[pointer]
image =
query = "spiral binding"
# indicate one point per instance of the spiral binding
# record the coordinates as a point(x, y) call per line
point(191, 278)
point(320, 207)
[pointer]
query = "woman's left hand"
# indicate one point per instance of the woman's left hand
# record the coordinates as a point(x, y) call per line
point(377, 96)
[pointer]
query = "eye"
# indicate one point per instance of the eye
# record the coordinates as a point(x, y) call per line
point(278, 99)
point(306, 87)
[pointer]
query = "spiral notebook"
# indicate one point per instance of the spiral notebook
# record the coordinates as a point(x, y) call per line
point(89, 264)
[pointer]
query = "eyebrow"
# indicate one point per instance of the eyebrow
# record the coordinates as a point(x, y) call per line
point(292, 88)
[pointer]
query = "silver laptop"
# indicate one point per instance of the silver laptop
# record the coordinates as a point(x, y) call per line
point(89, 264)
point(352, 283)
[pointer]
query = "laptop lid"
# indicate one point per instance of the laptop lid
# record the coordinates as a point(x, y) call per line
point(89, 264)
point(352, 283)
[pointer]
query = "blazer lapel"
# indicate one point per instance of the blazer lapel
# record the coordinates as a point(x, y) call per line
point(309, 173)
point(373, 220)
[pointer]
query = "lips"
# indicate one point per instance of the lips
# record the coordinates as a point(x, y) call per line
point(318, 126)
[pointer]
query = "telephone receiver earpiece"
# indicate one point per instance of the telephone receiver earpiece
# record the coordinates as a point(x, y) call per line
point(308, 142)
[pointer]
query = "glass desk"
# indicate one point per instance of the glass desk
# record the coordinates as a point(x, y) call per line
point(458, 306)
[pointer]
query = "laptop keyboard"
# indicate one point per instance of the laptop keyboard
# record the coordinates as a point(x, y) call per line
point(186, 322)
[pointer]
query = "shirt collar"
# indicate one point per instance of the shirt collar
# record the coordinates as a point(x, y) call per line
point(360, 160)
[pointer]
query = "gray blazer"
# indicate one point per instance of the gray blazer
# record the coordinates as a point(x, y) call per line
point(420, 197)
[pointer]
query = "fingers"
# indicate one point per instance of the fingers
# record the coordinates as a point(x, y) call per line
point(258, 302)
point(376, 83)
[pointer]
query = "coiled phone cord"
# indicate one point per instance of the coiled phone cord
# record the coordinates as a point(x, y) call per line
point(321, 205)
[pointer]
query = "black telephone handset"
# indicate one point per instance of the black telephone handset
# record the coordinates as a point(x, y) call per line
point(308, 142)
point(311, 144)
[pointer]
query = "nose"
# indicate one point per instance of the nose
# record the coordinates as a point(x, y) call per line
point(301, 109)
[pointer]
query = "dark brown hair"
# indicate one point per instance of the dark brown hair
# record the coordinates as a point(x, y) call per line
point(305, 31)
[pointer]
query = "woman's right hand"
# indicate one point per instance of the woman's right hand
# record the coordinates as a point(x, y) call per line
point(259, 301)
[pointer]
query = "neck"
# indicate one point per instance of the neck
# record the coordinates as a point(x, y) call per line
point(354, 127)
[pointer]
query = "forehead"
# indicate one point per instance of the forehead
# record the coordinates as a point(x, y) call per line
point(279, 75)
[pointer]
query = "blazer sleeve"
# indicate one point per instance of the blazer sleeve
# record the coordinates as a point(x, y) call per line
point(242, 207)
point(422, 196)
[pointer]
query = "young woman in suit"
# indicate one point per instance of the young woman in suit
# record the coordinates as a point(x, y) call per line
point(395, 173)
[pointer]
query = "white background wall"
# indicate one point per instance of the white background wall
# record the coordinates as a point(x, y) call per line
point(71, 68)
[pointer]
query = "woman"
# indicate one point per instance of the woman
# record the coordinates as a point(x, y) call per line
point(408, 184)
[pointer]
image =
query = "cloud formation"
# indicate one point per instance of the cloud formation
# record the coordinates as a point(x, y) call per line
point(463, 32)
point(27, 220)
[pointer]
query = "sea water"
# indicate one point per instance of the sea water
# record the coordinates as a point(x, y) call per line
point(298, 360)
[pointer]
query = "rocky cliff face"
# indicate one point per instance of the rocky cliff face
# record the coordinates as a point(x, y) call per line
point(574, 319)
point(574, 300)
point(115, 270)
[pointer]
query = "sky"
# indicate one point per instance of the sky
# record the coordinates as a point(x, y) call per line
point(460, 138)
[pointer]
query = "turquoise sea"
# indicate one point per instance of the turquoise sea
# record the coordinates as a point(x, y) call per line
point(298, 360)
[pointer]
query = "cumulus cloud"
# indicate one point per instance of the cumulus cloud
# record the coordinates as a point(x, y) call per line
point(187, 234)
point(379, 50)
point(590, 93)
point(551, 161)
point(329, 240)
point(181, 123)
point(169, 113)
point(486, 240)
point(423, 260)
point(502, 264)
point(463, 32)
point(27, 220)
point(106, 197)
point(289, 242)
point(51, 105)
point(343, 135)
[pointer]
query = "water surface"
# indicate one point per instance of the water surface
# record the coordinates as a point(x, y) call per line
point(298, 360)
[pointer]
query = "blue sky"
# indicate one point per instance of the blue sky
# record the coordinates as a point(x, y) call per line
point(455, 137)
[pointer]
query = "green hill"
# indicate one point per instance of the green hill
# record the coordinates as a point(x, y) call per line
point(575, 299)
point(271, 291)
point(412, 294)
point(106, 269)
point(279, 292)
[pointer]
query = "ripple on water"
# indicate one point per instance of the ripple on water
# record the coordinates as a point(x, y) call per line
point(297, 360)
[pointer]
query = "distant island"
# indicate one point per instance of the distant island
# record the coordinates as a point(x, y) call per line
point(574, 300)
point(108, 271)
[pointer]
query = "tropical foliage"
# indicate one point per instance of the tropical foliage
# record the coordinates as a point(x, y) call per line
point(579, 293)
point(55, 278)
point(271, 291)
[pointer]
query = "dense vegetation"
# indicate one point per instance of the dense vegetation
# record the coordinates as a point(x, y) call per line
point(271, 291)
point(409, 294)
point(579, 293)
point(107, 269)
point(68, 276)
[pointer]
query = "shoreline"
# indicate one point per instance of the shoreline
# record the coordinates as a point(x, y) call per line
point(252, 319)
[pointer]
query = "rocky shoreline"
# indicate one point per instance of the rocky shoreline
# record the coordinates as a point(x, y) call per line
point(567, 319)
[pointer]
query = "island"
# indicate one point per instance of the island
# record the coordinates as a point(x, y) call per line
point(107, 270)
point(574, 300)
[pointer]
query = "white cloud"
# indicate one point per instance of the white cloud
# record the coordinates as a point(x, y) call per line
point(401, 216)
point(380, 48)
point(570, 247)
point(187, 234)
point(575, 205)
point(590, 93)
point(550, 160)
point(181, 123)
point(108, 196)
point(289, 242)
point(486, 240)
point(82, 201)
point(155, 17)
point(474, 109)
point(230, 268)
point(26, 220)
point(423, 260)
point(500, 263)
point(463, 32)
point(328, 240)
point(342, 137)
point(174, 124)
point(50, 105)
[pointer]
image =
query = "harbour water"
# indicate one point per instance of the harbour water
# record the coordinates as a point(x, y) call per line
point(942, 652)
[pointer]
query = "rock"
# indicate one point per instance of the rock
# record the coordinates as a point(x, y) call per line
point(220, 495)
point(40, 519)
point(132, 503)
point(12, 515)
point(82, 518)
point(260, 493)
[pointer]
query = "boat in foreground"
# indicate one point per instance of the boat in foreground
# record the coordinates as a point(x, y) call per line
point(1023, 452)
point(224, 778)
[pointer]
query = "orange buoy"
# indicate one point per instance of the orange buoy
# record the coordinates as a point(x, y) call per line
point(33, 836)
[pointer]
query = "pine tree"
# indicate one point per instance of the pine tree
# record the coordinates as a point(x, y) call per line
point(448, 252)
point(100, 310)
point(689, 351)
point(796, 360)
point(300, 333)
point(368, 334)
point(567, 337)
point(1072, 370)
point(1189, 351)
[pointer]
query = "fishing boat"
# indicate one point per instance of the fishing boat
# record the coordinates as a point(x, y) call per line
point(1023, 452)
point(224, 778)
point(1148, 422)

*Your instructions*:
Could you switch "indicate" to "mark" in everything from the start of the records down to the line containing "point(306, 87)", both ends included, and give only those lines back with nothing else changed?

*Final answer*:
[pointer]
image =
query = "spiral binding"
# mark one point per instance of the spiral binding
# record the coordinates as a point(x, y) call per line
point(191, 278)
point(320, 207)
[pointer]
query = "woman's left hand"
# mark one point per instance of the woman's left hand
# record the coordinates as a point(x, y) call per line
point(377, 96)
[pointer]
query = "eye"
# mark one point per instance of the eye
# record the coordinates as a point(x, y) call per line
point(278, 99)
point(306, 87)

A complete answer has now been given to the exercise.